**EXERCISE OBJECTIVE:** Put every line of the items below into a numbered list, skipping blank lines. Leave the pictures out of your list.

**RECORDS SHOWN:**
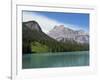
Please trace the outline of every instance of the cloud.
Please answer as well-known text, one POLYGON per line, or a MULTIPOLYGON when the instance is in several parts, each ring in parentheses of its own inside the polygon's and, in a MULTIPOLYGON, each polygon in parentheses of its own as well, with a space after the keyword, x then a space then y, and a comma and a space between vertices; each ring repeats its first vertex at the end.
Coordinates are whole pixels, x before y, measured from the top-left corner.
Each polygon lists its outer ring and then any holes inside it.
POLYGON ((23 22, 26 21, 30 21, 30 20, 35 20, 39 23, 39 25, 41 26, 43 32, 48 33, 51 29, 53 29, 53 27, 55 25, 64 25, 65 27, 74 29, 74 30, 79 30, 82 29, 82 27, 78 27, 76 25, 72 25, 72 24, 65 24, 65 23, 61 23, 59 21, 50 19, 46 16, 40 15, 38 13, 35 12, 23 12, 23 22))

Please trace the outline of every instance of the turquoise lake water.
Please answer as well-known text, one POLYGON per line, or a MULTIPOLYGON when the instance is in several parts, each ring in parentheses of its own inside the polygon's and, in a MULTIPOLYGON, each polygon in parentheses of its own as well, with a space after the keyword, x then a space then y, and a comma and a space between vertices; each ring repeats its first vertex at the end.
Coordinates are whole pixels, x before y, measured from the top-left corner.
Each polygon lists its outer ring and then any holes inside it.
POLYGON ((22 68, 89 66, 89 51, 24 54, 22 68))

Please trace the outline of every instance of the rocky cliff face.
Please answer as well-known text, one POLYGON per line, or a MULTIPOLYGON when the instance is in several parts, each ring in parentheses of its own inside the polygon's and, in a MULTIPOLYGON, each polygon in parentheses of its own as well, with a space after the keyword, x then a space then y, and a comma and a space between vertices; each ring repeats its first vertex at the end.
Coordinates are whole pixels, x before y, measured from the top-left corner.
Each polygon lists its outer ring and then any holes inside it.
POLYGON ((89 34, 83 30, 72 30, 64 25, 55 26, 48 35, 57 41, 74 40, 78 43, 89 43, 89 34))
POLYGON ((36 21, 23 22, 23 24, 31 30, 37 30, 42 32, 40 25, 36 21))

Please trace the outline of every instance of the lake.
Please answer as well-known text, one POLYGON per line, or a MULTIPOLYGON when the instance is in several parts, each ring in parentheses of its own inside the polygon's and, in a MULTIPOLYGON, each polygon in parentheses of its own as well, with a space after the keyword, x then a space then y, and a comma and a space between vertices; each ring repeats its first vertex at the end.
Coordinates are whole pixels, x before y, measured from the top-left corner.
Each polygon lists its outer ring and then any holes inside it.
POLYGON ((22 68, 89 66, 89 51, 24 54, 22 68))

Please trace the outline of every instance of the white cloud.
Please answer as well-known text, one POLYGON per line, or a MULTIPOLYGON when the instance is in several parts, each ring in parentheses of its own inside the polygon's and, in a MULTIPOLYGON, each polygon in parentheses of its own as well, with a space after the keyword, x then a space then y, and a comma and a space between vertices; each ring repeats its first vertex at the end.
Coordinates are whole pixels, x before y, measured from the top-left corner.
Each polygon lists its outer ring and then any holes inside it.
POLYGON ((48 33, 55 25, 64 25, 65 27, 78 30, 82 29, 81 27, 72 25, 72 24, 64 24, 59 21, 50 19, 46 16, 42 16, 40 14, 36 14, 35 12, 23 12, 23 22, 35 20, 41 26, 43 32, 48 33))

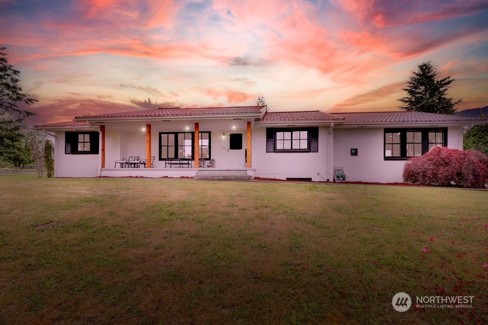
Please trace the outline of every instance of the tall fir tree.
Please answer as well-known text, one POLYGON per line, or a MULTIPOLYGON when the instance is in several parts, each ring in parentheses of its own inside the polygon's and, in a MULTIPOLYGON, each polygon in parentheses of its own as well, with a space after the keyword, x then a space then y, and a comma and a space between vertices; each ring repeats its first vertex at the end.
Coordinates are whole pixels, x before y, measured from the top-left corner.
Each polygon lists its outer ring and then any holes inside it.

**THE REPLY:**
1. Please trace the outline of every instance of the cloud.
2. Please answer as well-known text, one POLYGON per line, or a MULTIPOLYGON when the instance is in several parts, each ring in parentheses of its own inside the polygon's and, in a MULTIPOLYGON, each polygon in parentheses of its own as well, with a space after the keyword, x then a space then y, and a comma and a space between vertices; each ring repeats its first vertex at the end.
3. Coordinates are whole pixels, x before y, measured from the top-left corner.
4. Each polygon lists its outer ring and then any holes inside it.
5. POLYGON ((23 22, 26 21, 30 21, 30 20, 35 20, 39 23, 39 25, 41 26, 43 32, 48 33, 51 29, 53 29, 53 27, 55 25, 64 25, 65 27, 74 29, 74 30, 79 30, 82 29, 82 27, 78 27, 76 25, 72 25, 72 24, 65 24, 65 23, 61 23, 59 21, 50 19, 46 16, 40 15, 38 13, 35 12, 23 12, 23 22))
6. Please trace the outline of every instance of the turquoise lake water.
7. Please answer as well-known text, one POLYGON per line, or a MULTIPOLYGON when the instance is in several parts, each ring in parentheses of its own inside the polygon's and, in a MULTIPOLYGON, each polygon in parentheses of its own as well, with a space after the keyword, x then a space then y, and a comma and a space between vertices; each ring repeats its first vertex at the end.
8. Coordinates are whole pixels, x before y, measured from the top-left corner.
9. Each polygon lists its outer ring and then any holes inside it.
10. POLYGON ((22 68, 89 66, 89 51, 24 54, 22 68))
11. Please trace the outline of every instance of the rocky cliff face.
12. Please answer as well-known text, one POLYGON per line, or a MULTIPOLYGON when the instance is in several parts, each ring in parentheses of its own inside the polygon's and, in a MULTIPOLYGON, each polygon in parentheses of its own as well, with a space after the keyword, x then a space then y, and a comma and a space between vertices; each ring repeats its first vertex at the end.
13. Coordinates are whole pixels, x before y, measured from the top-left corner.
14. Each polygon lists its outer ring and then any holes inside it.
15. POLYGON ((89 34, 83 30, 72 30, 64 25, 55 26, 48 35, 57 41, 74 40, 78 43, 89 43, 89 34))
16. POLYGON ((36 21, 23 22, 23 24, 31 30, 37 30, 42 32, 40 25, 36 21))
17. Please trace the outline of every instance of the lake.
18. Please answer as well-known text, one POLYGON per line, or a MULTIPOLYGON when the instance is in several parts, each ring in parentheses of its own inside the polygon's and, in a MULTIPOLYGON, each polygon in parentheses of its own as well, with a space after the keyword, x then a space then y, and a comma and a space between vertices; each ring repeats its first vertex at the end.
19. Coordinates are whole pixels, x before y, measured from the top-left corner.
20. Each polygon lists its outer ring and then any holes inside it.
21. POLYGON ((22 68, 89 66, 89 51, 24 54, 22 68))
22. Please trace the outline of every instance of the white cloud.
23. Please answer as well-known text, one POLYGON per line, or a MULTIPOLYGON when the instance is in several parts, each ring in parentheses of its own inside the polygon's and, in a MULTIPOLYGON, each polygon in parentheses of its own as well, with a space after the keyword, x then a space then y, and a comma and a space between vertices; each ring repeats its first vertex at the end.
24. Coordinates are whole pixels, x before y, measured from the top-left corner.
25. Each polygon lists its outer ring and then any holes inside it.
26. POLYGON ((48 33, 55 25, 64 25, 65 27, 78 30, 82 29, 81 27, 72 25, 72 24, 64 24, 59 21, 50 19, 46 16, 42 16, 40 14, 36 14, 35 12, 23 12, 23 22, 35 20, 41 26, 43 32, 48 33))
27. Please trace the outline of every instance of the tall fir tree.
28. Please answer as well-known text, one POLYGON per line, or a MULTIPOLYGON when the instance is in several parts, each ring in parentheses of its own inside the polygon's and, in a MULTIPOLYGON, each polygon in parentheses of its own as well, with a space after the keyword, x then a space then y, and a comma and a space between vertices; each ring repeats its first vertex at the end.
29. Coordinates are whole pixels, x before y, measured from the top-left corner.
30. Each polygon lists its outer ring and then any holes inside it.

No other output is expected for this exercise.